## [TEXT TO READ]
↓
Marcel Proust_ A Life - Edmund White [29]
Despite such indiscretions, Bibesco paradoxically prided himself on his ability to keep a secret; in fact, being clandestine was a cornerstone of his friendships. He went so far as to propose to Marcel a pact in which the two friends would be obliged to repeat to each other all the good—and especially all the evil—they heard about each other through the rumor mill. This pact was accompanied by many code words—tombeau (“tomb”), for instance, meant that an inviolable secret was about to be pronounced. It may all sound rather juvenile, but Proust was thrilled at last to be part of a secret society of distinguished, handsome young heterosexuals, even if membership meant he must conceal his own sexual identity. Perhaps this fear of rejection, were the truth to be known, made Proust unduly dismissive of the prevailing French cult of friendship, for already in 1901 he was writing Bibesco, with whom it seems clear Proust was at least partially in love, “All that is to make too much of a fuss over friendship, a thing without reality. Renan says that we should flee intimate friendships. Emerson says that we must regularly trade in our friends for new ones. Of course people as great as they were have said the opposite. But I’m rather worn out by insincerity and by friendships, which almost come to the same thing.” The “insincerity” Proust was complaining about was his own. Later, in the final volume of his great novel, Proust would write: “The artist who renounces one hour of work for an hour of chatting with a friend knows that he has sacrificed a reality for something that doesn’t exist. . . .”
↑
## [PROVIDED INFORMATION]
↓
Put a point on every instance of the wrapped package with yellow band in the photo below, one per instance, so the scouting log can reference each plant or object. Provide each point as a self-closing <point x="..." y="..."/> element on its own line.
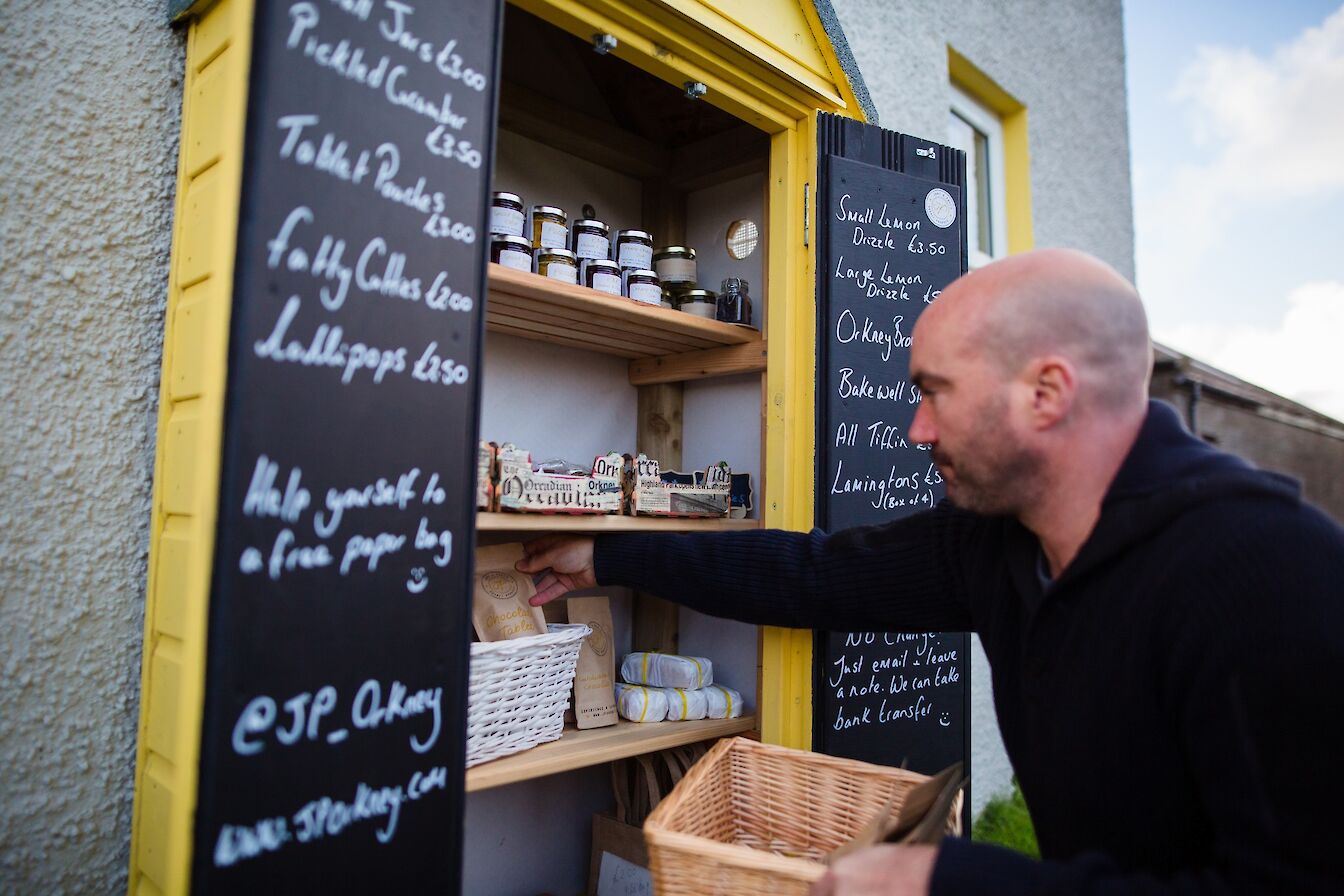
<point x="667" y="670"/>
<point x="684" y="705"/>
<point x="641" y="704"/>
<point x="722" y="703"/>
↑
↓
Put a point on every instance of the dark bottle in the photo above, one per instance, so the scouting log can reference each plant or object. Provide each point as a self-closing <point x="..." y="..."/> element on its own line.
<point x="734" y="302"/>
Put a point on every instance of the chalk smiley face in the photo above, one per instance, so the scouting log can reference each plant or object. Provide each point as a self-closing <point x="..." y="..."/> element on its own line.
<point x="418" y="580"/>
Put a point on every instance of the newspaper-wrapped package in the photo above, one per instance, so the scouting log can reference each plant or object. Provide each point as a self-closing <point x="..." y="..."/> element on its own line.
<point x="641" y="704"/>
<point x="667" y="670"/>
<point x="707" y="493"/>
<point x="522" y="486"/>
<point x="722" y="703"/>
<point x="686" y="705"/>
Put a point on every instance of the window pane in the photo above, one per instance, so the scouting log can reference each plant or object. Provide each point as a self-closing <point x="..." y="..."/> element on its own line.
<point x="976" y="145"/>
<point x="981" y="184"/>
↑
## [REQUIRED WORK]
**a)** State whether each of the following statements agrees with the passage on Proust and Bibesco, answering yes or no and quoting the words of the passage that decide it:
(i) Bibesco's pact required the two friends to repeat to each other only the good they heard about each other.
(ii) The code word tombeau signaled that an inviolable secret was about to be pronounced.
(iii) Proust's letter to Bibesco dismissing friendship dates from 1901.
**b)** Continue the passage on Proust and Bibesco from its final sentence.
The records have no connection to the text.

## [THE ANSWERS]
**a)**
(i) No: "all the good—and especially all the evil—they heard about each other through the rumor mill."
(ii) Yes: "tombeau (“tomb”), for instance, meant that an inviolable secret was about to be pronounced."
(iii) Yes: "already in 1901 he was writing Bibesco"

**b)**
And yet while he was in the first flush of his friendship with Antoine de Bibesco he did everything to lure him to his sickbed—strangely enough, he even promised to discuss salaïsme with this incorrigible heterosexual: “I’ve reflected rather deeply about salaïsme and I’ll communicate my thoughts to you during one of our next metaphysical interviews. Naturally enough my thoughts about it are extremely negative. But it does remain a philosophical point of curiosity about certain people. Dreyfusard, anti-Dreyfusard, salaïste, anti-salaïste are virtually the only interesting things to know about an idiot”—that is, we’re always curious to know about the politics and sexuality of even an otherwise dull person.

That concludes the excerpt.